[Natural-language object grounding data]
──────────

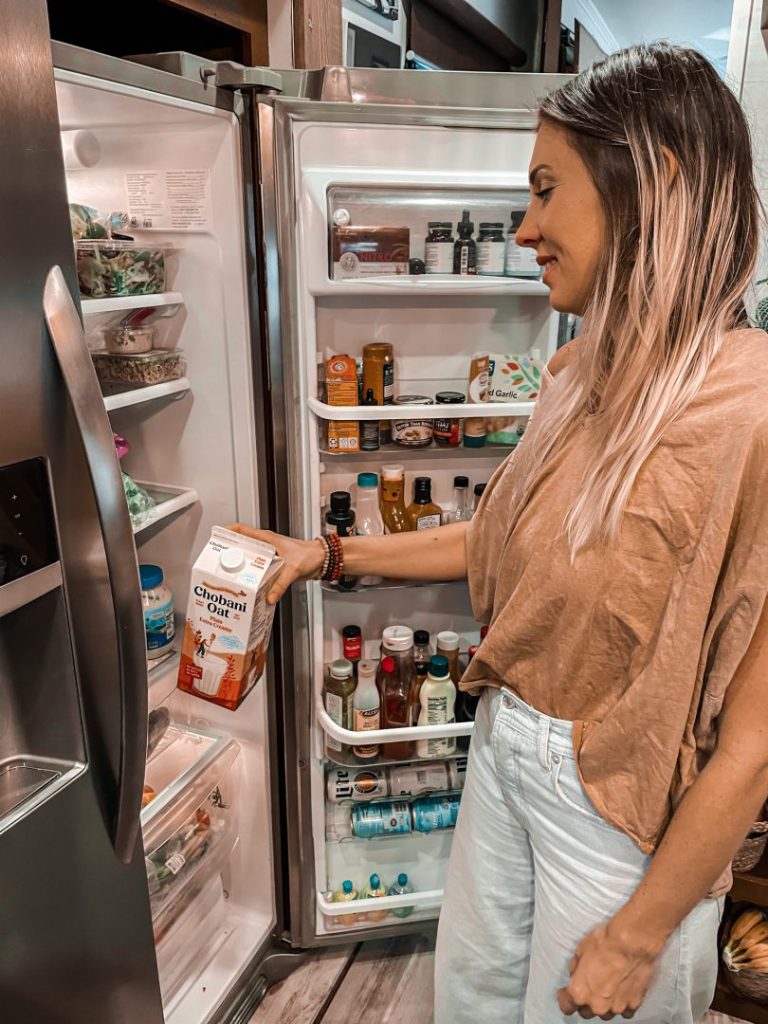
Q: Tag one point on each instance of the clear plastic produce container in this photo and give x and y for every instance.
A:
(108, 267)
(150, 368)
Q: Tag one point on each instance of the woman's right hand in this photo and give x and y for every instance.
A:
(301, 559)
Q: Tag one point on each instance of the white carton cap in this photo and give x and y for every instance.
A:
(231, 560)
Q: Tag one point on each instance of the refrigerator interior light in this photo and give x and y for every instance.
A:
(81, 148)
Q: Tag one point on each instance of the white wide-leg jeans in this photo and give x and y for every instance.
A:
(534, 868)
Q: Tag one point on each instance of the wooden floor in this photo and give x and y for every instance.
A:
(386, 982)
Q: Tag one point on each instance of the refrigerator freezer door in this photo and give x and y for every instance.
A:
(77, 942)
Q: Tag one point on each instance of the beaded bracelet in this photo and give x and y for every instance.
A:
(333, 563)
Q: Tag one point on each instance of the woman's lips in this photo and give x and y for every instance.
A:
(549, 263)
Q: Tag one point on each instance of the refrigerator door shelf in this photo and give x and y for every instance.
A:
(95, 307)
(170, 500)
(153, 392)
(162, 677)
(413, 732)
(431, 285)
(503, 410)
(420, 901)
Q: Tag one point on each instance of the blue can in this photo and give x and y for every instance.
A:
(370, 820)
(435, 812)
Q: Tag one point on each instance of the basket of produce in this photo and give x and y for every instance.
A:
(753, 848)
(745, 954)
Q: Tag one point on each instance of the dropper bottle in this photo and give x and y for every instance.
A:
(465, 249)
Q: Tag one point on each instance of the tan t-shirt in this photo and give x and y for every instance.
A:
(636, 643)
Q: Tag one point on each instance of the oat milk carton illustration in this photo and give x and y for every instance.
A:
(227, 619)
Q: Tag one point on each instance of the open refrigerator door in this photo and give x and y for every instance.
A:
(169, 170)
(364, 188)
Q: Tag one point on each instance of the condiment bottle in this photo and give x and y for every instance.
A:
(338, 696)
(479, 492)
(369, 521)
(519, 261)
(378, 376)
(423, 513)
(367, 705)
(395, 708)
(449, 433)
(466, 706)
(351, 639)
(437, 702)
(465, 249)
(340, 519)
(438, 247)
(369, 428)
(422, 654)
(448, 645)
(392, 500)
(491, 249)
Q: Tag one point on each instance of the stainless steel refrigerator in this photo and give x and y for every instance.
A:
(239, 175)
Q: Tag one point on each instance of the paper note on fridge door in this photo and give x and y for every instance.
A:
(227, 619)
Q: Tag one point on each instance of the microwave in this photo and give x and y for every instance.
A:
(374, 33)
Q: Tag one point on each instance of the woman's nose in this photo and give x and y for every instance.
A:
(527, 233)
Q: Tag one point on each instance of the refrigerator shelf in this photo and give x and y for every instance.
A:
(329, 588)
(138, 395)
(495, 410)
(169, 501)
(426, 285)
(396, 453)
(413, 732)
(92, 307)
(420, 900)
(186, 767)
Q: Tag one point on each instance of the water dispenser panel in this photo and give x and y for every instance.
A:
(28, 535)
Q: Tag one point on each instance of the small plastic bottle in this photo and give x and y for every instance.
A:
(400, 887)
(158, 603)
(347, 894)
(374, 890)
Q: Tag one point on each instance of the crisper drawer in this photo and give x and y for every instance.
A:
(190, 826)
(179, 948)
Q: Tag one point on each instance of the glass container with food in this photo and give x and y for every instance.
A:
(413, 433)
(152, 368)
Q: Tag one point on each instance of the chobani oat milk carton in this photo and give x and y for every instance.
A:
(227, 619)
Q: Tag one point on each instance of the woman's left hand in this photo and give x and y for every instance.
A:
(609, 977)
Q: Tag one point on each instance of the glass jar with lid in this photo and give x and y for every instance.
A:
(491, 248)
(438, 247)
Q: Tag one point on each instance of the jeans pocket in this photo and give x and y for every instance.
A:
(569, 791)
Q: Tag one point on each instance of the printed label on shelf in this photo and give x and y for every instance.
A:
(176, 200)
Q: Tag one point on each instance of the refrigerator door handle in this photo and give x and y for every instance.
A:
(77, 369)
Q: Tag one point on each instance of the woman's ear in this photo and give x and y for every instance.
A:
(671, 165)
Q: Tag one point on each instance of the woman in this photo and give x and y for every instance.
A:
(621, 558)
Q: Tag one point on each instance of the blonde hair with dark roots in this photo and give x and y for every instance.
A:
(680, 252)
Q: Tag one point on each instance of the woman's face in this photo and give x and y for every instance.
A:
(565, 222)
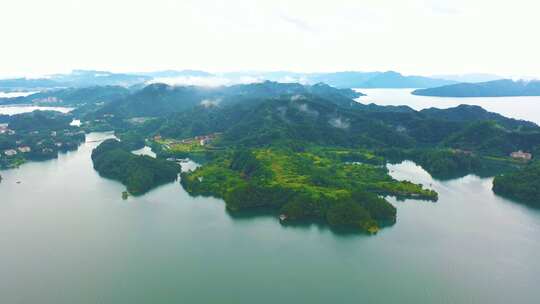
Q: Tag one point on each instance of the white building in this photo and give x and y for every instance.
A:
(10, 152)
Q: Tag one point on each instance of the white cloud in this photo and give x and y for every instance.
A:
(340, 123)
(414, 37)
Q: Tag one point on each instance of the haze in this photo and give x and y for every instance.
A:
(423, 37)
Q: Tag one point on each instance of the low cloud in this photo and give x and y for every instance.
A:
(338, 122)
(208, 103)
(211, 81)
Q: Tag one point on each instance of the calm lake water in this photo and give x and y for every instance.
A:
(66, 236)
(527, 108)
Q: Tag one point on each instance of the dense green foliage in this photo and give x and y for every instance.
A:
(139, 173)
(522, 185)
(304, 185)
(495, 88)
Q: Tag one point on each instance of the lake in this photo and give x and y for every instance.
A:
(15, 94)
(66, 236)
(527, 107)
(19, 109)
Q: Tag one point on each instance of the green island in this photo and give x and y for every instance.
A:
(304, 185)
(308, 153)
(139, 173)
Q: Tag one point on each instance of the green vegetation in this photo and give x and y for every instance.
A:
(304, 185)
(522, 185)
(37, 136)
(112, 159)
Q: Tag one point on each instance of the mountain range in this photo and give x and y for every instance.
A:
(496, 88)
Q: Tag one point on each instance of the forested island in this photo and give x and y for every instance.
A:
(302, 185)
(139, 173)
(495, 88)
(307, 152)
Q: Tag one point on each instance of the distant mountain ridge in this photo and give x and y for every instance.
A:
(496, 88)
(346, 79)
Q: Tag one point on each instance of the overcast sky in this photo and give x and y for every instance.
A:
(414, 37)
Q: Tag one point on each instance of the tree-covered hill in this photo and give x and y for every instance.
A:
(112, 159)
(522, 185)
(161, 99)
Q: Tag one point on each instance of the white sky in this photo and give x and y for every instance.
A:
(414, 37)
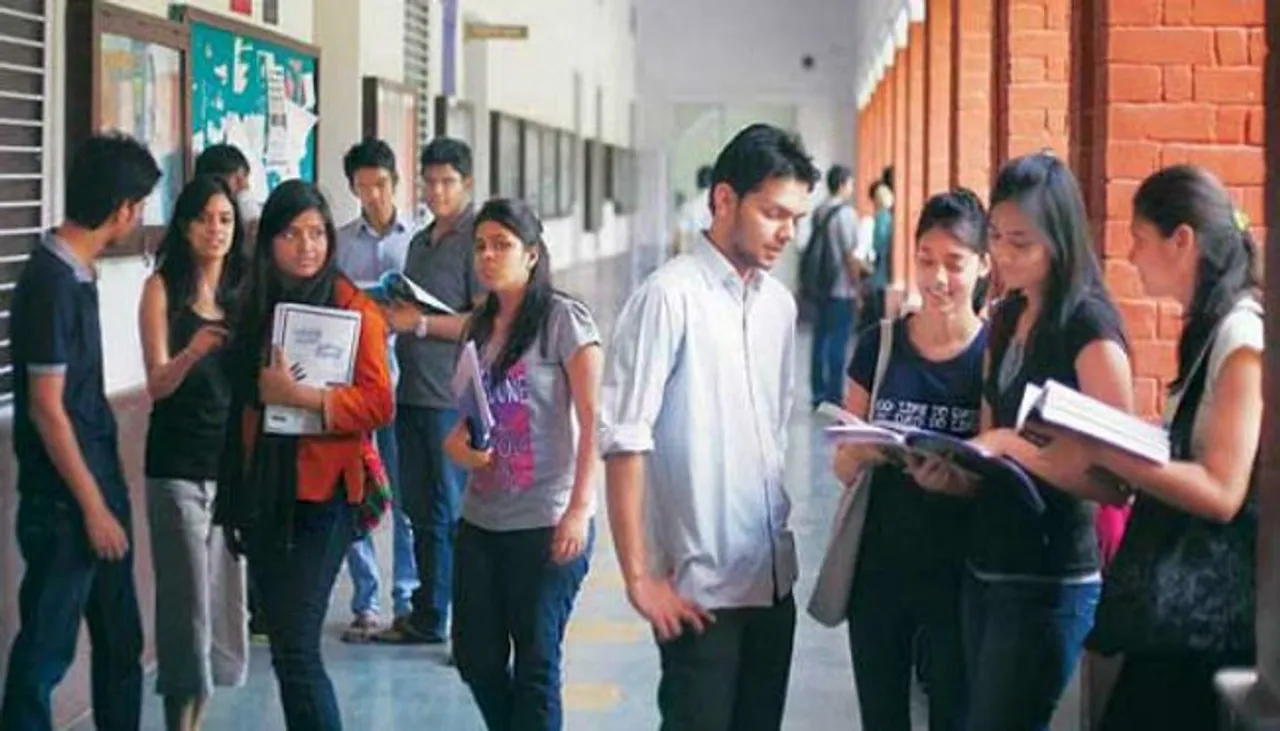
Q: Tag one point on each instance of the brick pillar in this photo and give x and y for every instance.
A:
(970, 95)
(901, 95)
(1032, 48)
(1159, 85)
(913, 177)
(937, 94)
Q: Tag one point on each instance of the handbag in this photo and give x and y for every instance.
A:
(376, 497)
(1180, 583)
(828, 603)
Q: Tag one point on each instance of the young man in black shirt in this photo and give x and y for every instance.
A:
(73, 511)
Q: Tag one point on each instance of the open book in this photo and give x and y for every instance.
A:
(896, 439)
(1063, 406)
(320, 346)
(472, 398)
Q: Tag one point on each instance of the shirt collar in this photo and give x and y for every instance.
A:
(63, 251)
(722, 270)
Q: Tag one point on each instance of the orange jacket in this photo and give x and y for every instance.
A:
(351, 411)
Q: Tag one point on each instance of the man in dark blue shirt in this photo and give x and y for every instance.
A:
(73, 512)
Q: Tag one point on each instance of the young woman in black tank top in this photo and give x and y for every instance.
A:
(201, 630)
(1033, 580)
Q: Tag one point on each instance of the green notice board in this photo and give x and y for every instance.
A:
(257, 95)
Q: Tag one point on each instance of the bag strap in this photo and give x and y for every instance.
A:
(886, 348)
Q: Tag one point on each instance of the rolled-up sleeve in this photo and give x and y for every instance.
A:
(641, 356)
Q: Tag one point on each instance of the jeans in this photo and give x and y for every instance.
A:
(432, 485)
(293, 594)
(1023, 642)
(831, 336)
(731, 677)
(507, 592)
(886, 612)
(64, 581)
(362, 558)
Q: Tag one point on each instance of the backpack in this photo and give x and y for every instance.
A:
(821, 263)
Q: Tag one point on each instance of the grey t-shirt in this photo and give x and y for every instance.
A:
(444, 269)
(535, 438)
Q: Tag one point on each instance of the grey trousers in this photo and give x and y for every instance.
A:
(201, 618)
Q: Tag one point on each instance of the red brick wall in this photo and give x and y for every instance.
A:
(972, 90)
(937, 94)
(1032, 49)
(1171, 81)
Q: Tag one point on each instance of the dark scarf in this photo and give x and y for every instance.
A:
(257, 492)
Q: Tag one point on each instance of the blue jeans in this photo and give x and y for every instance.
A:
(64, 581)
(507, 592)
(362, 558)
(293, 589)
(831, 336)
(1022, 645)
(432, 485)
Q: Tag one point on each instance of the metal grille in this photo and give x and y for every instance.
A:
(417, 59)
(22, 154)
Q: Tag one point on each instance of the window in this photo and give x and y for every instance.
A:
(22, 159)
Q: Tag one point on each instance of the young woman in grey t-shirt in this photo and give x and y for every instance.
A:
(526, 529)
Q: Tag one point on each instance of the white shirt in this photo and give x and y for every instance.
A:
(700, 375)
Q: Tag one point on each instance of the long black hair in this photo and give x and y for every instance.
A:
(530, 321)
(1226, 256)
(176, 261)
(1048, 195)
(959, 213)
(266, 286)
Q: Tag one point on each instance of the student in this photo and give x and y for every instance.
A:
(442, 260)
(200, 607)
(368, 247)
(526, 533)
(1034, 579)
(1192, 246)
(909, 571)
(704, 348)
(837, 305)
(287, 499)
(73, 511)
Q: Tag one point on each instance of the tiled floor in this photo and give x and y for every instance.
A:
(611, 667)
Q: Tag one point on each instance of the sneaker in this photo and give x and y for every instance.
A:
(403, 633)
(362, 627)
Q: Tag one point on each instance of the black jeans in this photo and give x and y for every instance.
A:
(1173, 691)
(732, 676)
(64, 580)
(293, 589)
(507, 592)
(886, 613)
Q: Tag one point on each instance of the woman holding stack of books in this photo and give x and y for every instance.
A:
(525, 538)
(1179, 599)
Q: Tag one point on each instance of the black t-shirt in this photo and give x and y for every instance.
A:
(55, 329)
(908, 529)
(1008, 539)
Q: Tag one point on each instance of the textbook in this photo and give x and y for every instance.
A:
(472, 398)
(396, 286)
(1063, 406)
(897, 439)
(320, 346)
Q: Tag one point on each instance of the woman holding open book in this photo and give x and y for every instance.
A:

──────────

WHAT YOU HAVE TO DO
Repeat exactly, and only, the entries from the line with "Q: Tag one point on each instance of the lake" through the line with "Q: Tag one point on each instance of the open book". Pictures are skipped.

RESPONSE TO THIS EXERCISE
Q: Tag one point on each instance of the lake in this photo and give x and y for every instance.
A:
(15, 94)
(66, 236)
(527, 107)
(19, 109)
Q: Tag one point on each instance of the green island in this photo and give x and y for every instance.
A:
(304, 185)
(308, 153)
(139, 173)
Q: Tag one point on each instance of the green vegetation in this photo and give x and y for every instance.
A:
(304, 185)
(522, 185)
(37, 136)
(112, 159)
Q: Tag one point on each instance of the mountain range in this photo and give x and y for every instance.
A:
(496, 88)
Q: Tag one point on each instance of the forested island in this photo and give x and y for every instance.
A:
(302, 185)
(139, 173)
(495, 88)
(307, 152)
Q: Tag one point on each instance of the distant mountain ridge in this photo and give x and y for every instance.
A:
(496, 88)
(346, 79)
Q: Tag one point on each instance of the overcast sky in this photo and give x and y for every instance.
A:
(414, 37)
Q: Tag one point on each instance of the tree-covered hill in this photo and give x and y for every instance.
A:
(112, 159)
(522, 185)
(161, 99)
Q: Tag one point on each instance of the white sky in this photo and give x and y for every instance.
A:
(414, 37)
Q: Tag one point on each instance of the brick pillar in this photo and give x and y for every instance.
A:
(970, 95)
(901, 95)
(1032, 48)
(1159, 85)
(913, 177)
(937, 94)
Q: Tag one point on each instance of the handbag in this photo and give x and y for every instance.
A:
(376, 497)
(1180, 583)
(828, 603)
Q: Tag one point on each instance of the young man in black shirt in this photo and give x and y for every instance.
A:
(73, 511)
Q: Tag one point on each instance of the open book in this photo and give x and y for every instance.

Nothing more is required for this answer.